:: Material for this exercise ::
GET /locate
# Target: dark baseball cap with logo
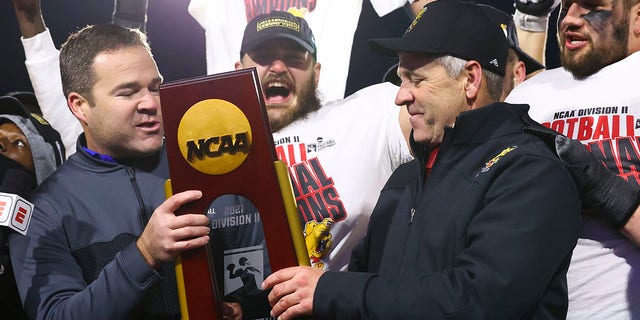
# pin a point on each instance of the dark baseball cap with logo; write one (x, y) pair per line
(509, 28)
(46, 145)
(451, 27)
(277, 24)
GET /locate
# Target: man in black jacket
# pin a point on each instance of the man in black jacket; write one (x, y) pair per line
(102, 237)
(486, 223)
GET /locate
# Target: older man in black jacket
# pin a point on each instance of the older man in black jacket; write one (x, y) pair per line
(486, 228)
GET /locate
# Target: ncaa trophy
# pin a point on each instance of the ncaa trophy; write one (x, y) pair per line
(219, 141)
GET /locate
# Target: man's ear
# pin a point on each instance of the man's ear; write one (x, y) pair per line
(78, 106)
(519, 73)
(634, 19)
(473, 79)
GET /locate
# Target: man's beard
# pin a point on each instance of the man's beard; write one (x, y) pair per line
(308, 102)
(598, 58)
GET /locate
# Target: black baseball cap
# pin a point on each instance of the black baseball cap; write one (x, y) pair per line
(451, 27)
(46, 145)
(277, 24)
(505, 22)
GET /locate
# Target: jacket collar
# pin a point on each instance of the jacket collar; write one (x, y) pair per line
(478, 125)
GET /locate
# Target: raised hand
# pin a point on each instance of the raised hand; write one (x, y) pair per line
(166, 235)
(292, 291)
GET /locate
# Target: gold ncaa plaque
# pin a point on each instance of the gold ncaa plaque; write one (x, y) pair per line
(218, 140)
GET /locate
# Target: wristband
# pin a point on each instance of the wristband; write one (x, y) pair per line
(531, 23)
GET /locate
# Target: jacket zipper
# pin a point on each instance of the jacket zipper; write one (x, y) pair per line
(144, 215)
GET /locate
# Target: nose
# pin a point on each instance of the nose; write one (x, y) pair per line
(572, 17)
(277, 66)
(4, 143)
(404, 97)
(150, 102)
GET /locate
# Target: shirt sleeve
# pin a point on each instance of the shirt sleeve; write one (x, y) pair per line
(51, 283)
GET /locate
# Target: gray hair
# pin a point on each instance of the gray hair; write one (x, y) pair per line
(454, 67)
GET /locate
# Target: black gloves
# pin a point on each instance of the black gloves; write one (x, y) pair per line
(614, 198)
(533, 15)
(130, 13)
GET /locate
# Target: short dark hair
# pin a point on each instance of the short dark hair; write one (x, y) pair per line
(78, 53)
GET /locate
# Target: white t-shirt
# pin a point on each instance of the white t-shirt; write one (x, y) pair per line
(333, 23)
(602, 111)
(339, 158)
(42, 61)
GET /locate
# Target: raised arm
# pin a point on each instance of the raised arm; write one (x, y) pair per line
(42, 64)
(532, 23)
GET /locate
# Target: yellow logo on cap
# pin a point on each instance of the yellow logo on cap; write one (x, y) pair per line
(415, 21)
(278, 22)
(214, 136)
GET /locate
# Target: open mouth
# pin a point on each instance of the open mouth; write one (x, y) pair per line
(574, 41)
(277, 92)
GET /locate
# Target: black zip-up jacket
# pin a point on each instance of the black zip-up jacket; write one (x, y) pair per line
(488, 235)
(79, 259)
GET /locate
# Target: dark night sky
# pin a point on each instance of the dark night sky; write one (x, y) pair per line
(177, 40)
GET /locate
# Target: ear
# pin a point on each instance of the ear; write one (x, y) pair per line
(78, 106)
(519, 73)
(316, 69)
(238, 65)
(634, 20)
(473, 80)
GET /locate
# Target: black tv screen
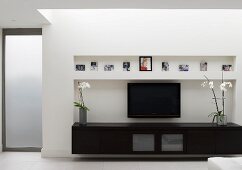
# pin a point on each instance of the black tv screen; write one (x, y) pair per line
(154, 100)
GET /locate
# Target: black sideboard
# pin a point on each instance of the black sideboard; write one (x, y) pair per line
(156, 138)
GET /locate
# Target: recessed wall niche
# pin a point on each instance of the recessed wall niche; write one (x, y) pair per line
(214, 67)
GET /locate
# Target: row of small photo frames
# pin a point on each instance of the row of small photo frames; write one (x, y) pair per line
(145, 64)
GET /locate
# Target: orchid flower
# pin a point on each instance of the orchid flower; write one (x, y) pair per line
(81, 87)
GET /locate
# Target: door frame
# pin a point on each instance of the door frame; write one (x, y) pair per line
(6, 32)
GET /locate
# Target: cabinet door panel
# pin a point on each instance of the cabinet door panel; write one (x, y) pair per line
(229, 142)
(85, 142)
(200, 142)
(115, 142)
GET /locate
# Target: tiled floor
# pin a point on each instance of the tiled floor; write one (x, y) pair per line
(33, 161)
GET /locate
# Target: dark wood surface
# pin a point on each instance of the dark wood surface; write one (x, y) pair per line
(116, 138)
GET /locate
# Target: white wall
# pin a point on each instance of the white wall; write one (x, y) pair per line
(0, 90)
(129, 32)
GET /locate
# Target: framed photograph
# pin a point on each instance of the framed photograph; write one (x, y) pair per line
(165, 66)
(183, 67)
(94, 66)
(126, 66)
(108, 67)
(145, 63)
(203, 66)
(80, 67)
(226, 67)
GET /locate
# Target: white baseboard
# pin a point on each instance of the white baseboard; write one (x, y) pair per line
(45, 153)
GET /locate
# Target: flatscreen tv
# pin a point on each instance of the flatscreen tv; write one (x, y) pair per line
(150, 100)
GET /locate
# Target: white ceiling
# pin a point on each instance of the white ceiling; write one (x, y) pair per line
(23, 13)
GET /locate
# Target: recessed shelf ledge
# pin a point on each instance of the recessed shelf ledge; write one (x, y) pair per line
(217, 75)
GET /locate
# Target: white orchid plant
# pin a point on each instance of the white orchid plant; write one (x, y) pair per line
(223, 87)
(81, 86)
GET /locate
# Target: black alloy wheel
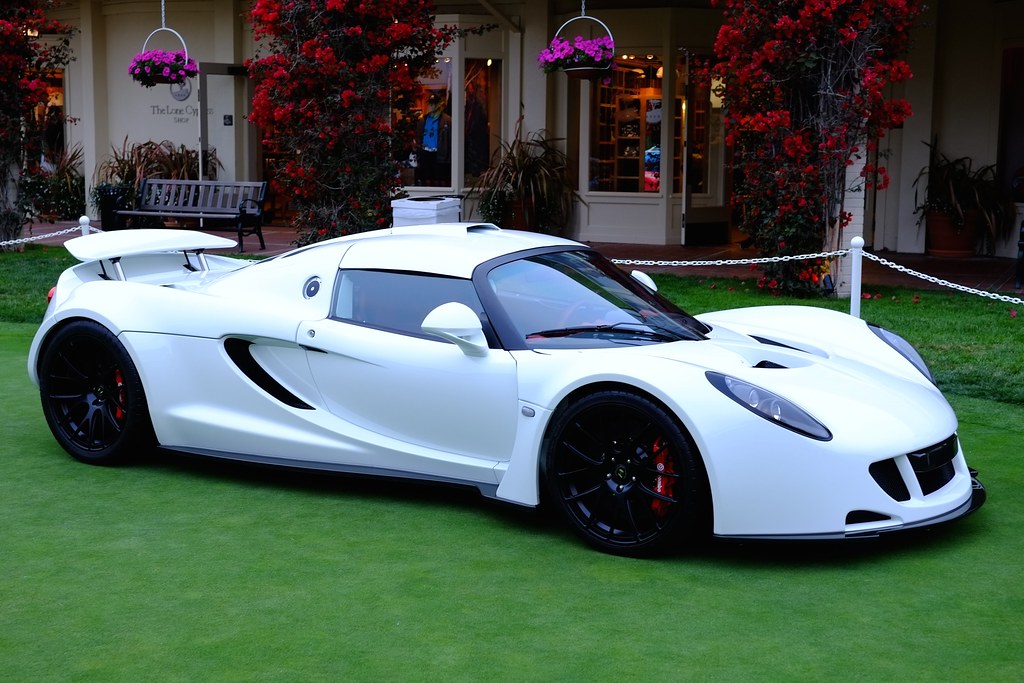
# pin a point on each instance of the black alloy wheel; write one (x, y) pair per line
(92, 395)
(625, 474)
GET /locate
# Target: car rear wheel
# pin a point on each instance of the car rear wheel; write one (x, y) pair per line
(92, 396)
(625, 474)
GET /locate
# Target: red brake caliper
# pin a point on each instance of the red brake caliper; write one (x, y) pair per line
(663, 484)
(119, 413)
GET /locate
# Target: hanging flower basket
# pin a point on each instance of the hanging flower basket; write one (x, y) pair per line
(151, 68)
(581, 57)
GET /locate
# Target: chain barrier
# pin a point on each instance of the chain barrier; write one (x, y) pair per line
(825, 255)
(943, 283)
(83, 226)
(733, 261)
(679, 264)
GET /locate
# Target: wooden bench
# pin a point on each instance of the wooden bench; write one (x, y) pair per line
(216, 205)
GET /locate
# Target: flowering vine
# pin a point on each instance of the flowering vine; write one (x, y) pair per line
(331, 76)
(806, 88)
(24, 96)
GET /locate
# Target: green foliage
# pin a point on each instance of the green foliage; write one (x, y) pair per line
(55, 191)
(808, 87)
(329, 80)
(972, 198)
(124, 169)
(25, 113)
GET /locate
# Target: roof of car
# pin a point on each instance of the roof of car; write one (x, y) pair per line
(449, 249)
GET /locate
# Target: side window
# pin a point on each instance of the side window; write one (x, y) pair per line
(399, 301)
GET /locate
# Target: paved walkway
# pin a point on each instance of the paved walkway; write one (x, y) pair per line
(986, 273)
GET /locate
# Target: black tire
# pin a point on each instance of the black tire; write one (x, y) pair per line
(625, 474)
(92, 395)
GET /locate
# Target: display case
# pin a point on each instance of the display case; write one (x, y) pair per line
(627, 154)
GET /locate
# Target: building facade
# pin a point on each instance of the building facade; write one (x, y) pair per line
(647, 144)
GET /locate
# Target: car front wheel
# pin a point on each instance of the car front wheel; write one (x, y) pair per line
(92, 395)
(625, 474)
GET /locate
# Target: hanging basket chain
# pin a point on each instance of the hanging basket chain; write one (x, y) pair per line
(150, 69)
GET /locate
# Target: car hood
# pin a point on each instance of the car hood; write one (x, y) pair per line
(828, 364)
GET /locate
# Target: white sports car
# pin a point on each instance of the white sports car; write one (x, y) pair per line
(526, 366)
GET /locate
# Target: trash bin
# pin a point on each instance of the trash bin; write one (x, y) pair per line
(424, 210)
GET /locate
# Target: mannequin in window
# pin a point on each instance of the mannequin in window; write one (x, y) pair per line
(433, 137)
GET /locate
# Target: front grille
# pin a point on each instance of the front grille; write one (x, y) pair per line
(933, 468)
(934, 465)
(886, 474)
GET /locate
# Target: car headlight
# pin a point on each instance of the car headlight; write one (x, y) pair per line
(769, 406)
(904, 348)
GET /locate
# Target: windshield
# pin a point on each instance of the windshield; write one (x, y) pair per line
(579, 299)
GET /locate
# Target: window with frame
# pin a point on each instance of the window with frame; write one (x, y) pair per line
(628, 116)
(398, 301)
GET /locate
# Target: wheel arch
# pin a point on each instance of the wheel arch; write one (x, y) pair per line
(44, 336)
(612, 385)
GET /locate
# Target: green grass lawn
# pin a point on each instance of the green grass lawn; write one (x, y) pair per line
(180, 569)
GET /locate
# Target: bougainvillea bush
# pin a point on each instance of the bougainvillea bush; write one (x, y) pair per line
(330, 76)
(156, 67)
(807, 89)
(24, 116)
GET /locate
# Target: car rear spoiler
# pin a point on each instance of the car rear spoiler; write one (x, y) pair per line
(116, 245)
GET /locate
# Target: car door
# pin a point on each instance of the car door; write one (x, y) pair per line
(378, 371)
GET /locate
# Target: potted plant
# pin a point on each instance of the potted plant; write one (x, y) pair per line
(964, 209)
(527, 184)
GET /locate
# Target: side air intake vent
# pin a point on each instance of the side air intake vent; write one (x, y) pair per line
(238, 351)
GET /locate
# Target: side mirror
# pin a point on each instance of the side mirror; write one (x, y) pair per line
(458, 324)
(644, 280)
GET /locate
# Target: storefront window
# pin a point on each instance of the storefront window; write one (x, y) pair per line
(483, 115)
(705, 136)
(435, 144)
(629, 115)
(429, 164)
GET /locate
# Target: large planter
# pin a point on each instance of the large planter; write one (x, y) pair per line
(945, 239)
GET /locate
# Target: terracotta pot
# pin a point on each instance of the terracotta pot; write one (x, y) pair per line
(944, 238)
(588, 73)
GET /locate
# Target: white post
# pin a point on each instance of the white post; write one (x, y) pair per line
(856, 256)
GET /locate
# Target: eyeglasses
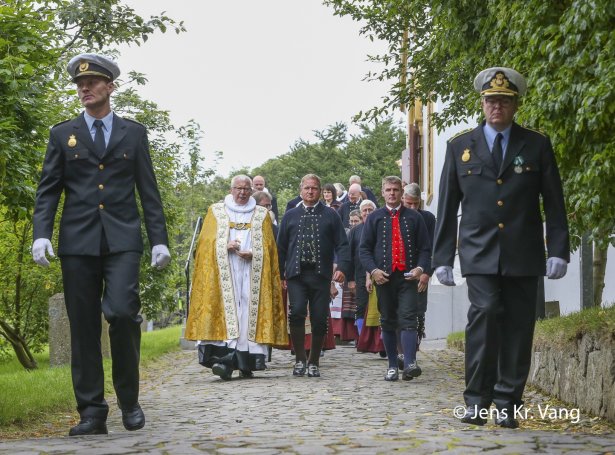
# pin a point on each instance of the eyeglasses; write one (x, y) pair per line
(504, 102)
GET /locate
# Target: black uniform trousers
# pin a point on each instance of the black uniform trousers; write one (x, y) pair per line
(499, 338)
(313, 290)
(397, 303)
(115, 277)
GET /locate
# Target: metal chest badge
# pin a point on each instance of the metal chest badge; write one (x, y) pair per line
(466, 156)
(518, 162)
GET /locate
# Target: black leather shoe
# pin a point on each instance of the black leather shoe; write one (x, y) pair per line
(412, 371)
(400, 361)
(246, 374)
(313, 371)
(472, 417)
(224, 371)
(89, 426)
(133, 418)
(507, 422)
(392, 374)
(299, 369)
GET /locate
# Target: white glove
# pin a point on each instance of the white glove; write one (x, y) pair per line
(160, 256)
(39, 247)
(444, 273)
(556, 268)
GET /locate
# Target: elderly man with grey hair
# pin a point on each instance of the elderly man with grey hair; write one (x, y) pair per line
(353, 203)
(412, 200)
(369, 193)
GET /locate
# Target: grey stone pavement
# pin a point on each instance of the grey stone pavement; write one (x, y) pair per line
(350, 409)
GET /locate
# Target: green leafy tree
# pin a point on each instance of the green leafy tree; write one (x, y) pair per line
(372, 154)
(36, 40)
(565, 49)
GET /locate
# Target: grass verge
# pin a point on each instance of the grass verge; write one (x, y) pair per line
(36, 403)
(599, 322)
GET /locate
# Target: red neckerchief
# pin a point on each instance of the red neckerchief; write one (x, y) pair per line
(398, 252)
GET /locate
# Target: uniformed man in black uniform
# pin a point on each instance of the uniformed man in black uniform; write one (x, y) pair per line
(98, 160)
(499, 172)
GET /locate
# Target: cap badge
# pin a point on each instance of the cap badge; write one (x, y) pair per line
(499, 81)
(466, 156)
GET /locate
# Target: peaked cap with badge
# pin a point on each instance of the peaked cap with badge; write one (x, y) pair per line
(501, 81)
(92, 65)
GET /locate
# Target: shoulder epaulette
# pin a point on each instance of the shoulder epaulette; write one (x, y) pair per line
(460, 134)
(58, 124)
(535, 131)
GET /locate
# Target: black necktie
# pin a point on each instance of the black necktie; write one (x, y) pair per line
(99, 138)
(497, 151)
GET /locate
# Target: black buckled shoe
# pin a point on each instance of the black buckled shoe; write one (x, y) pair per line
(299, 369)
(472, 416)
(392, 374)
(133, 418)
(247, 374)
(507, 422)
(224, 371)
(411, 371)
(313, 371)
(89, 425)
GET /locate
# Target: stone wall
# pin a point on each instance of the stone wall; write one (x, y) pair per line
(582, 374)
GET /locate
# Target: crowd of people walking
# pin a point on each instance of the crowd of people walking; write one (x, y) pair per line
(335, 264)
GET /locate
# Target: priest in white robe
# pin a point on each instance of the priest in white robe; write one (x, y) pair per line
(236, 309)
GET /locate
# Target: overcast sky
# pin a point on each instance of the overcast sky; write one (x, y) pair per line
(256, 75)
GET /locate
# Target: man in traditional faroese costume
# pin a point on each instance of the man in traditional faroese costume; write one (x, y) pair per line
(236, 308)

:: Objective ::
Which lines in the records above contain the string "ledge", matched with case counting? Pick out each of those lines and copy it in full.

:: Result of the exercise ::
# Target: recessed shelf ledge
# pin a point on each instance of the recessed shelf ledge; write one (x, y) pair per line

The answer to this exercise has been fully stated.